### The records
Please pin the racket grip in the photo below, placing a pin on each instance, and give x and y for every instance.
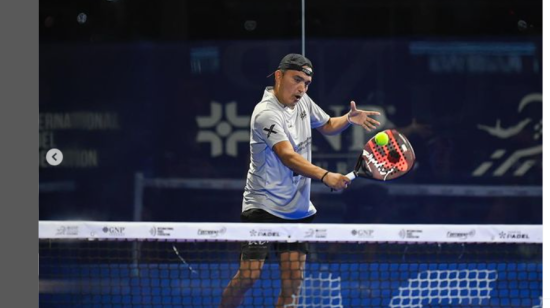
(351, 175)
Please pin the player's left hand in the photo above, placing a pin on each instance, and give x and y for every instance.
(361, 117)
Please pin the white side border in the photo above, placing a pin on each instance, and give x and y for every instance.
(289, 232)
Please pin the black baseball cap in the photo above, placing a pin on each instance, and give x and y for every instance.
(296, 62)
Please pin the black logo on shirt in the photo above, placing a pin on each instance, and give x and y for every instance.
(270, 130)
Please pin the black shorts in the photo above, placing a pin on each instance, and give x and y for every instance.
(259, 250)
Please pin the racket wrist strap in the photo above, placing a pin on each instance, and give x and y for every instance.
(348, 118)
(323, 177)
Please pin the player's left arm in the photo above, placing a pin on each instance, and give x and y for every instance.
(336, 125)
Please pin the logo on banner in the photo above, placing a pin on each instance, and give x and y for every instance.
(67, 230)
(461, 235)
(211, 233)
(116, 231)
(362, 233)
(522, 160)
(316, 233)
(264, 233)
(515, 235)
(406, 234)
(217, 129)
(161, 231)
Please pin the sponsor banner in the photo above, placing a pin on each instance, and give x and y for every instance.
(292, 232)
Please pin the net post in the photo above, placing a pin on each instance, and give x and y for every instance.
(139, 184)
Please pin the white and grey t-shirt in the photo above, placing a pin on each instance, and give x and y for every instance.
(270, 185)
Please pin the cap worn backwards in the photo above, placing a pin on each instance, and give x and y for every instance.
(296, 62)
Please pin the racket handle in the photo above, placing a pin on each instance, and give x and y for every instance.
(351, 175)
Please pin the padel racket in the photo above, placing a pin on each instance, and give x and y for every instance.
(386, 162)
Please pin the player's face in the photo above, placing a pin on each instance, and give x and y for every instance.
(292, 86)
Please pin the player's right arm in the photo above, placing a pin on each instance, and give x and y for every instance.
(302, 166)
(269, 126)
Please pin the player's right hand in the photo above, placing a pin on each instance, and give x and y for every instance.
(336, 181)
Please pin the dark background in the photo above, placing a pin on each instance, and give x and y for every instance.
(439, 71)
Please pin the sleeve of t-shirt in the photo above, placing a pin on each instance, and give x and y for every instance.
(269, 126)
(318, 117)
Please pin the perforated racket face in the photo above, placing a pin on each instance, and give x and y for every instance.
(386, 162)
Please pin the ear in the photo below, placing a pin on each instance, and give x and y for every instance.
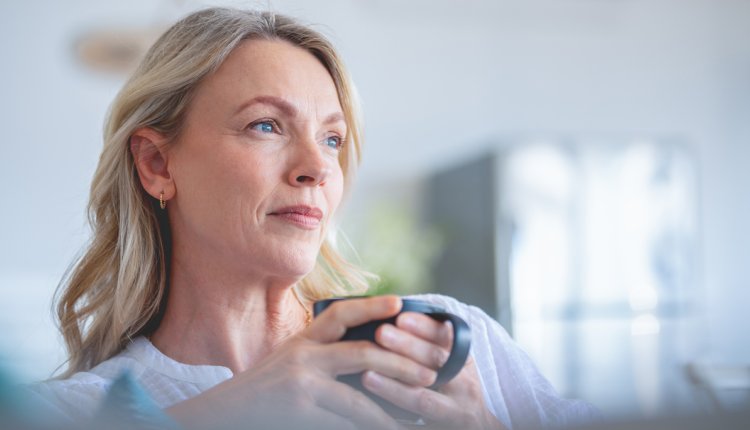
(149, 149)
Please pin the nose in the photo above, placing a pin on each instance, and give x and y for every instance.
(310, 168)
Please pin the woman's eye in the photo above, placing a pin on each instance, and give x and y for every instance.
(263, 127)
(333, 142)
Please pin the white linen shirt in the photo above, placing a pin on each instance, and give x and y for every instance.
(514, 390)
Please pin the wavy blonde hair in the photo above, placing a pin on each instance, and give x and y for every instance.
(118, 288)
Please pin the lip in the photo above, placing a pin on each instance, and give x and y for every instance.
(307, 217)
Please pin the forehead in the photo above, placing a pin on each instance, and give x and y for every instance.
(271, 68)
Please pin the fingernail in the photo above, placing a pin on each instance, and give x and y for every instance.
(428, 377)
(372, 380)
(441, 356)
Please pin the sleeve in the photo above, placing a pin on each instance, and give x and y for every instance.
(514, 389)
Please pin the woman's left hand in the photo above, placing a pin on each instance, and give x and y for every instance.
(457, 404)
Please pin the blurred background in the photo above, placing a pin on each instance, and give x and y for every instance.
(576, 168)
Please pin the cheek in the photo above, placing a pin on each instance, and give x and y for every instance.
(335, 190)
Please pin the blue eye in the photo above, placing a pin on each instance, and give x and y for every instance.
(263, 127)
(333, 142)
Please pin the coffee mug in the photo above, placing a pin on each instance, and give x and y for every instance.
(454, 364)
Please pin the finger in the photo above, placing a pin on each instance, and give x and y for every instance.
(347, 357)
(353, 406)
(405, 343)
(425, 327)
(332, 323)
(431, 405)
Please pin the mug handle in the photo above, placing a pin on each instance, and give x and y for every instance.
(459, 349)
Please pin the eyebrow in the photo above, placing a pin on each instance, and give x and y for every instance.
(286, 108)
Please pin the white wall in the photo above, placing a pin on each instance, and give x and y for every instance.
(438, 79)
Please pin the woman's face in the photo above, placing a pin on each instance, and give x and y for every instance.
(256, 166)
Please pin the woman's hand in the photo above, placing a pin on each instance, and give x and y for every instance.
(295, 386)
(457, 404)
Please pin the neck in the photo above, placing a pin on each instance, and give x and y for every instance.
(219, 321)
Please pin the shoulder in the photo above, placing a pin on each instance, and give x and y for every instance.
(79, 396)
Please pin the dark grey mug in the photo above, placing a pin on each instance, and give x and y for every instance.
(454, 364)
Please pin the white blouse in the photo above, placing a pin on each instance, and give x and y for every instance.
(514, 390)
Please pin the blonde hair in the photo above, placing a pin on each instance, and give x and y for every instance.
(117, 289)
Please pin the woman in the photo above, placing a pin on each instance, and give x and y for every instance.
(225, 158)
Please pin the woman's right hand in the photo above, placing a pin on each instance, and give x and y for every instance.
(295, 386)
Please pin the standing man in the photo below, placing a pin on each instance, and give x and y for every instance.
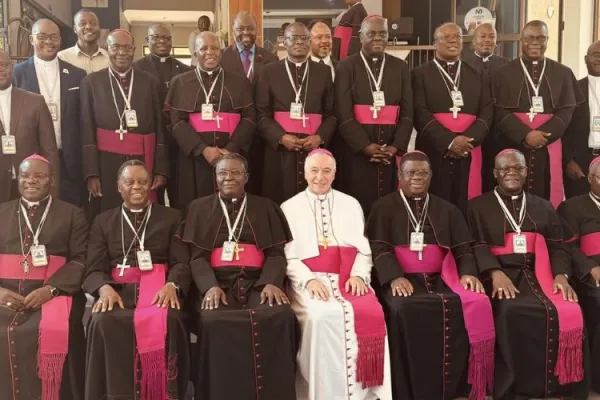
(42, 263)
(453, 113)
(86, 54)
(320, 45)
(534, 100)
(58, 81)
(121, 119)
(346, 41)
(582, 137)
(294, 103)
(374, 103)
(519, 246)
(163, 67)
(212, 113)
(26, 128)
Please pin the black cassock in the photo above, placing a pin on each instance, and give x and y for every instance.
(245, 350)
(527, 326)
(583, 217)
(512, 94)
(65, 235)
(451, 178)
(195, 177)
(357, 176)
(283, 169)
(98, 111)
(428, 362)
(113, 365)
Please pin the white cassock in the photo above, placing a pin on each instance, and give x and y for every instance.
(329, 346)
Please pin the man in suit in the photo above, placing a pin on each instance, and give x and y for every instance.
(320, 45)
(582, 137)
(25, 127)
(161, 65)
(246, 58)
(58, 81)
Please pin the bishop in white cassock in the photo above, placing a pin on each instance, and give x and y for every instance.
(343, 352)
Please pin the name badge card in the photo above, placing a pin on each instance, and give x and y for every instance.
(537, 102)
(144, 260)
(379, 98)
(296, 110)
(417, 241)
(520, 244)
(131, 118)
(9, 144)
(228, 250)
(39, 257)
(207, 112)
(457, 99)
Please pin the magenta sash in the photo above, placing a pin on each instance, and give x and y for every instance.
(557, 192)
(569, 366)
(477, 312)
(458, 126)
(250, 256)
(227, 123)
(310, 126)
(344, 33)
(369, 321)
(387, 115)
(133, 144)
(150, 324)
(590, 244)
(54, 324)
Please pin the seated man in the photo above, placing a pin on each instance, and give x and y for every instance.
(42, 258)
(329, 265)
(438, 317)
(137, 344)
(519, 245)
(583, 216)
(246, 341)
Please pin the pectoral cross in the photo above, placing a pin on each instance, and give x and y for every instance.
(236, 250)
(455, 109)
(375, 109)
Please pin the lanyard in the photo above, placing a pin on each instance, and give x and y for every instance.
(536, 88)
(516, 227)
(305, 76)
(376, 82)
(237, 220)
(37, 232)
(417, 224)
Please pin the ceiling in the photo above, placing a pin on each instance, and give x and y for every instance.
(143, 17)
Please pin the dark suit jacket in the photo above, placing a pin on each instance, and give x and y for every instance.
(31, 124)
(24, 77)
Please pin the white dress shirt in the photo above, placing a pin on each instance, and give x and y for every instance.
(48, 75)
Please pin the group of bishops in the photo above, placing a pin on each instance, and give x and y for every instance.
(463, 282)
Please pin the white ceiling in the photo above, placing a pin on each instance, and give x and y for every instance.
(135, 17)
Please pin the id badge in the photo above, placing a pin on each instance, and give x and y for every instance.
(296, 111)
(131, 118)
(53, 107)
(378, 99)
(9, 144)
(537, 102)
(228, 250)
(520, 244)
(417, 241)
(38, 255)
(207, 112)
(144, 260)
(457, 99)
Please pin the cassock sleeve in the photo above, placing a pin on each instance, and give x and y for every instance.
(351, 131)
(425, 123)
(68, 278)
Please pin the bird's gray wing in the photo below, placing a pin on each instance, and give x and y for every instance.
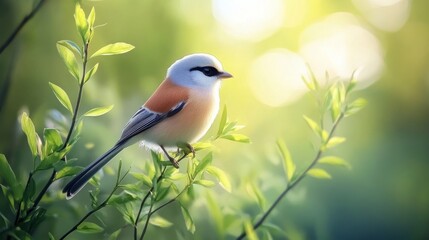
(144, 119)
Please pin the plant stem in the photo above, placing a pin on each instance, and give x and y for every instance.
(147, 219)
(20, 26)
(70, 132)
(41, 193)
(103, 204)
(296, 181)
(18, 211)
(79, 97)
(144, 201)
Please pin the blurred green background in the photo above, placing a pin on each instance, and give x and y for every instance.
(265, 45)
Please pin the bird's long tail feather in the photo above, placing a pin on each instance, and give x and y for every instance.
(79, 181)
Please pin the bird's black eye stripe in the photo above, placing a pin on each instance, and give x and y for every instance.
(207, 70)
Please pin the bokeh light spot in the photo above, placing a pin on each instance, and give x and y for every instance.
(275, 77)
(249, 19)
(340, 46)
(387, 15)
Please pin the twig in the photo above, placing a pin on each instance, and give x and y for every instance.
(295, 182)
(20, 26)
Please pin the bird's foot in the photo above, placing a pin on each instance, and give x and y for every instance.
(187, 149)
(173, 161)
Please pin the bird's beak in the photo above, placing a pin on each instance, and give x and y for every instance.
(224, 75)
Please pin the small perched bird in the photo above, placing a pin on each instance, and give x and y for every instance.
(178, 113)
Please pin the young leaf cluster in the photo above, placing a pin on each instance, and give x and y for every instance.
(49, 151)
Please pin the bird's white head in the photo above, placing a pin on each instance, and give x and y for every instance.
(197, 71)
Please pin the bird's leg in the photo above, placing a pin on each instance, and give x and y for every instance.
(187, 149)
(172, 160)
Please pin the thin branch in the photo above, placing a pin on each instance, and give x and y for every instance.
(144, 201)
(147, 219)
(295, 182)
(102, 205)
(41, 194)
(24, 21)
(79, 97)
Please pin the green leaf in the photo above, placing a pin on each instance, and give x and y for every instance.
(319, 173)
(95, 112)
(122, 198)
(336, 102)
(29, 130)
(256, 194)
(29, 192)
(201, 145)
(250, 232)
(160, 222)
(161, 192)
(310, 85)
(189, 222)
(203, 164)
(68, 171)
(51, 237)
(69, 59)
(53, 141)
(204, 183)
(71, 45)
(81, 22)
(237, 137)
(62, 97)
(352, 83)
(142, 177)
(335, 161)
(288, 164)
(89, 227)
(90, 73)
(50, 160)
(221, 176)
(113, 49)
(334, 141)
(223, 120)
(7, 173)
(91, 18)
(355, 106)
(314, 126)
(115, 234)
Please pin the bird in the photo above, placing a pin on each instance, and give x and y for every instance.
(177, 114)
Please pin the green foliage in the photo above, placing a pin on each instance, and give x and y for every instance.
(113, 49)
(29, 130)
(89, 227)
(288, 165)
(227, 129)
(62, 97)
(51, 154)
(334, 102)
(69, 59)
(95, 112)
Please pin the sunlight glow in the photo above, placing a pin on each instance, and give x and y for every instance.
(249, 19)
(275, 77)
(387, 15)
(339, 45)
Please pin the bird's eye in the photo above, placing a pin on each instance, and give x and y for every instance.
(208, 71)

### Exercise objective
Only what runs from the line containing "Please pin the bird in" through the final line of the entries above belongs in the answer, restated exactly.

### Answer box
Please pin the bird in the photo above, placing a pin on each instance, and give x and y for every instance.
(177, 114)
Please pin the green foliage in the photo above, placing a pin on each instance, and give x and y for every instance.
(113, 49)
(29, 130)
(89, 227)
(288, 165)
(227, 129)
(62, 97)
(51, 154)
(334, 102)
(69, 59)
(95, 112)
Please pin the sunlight glow in the photo above, placing a pin on each instance, and give x and y for every instance.
(249, 19)
(275, 77)
(387, 15)
(339, 45)
Please pin the bird's eye in the photo above, placing a pin on each instance, and give x and y for every instance.
(208, 71)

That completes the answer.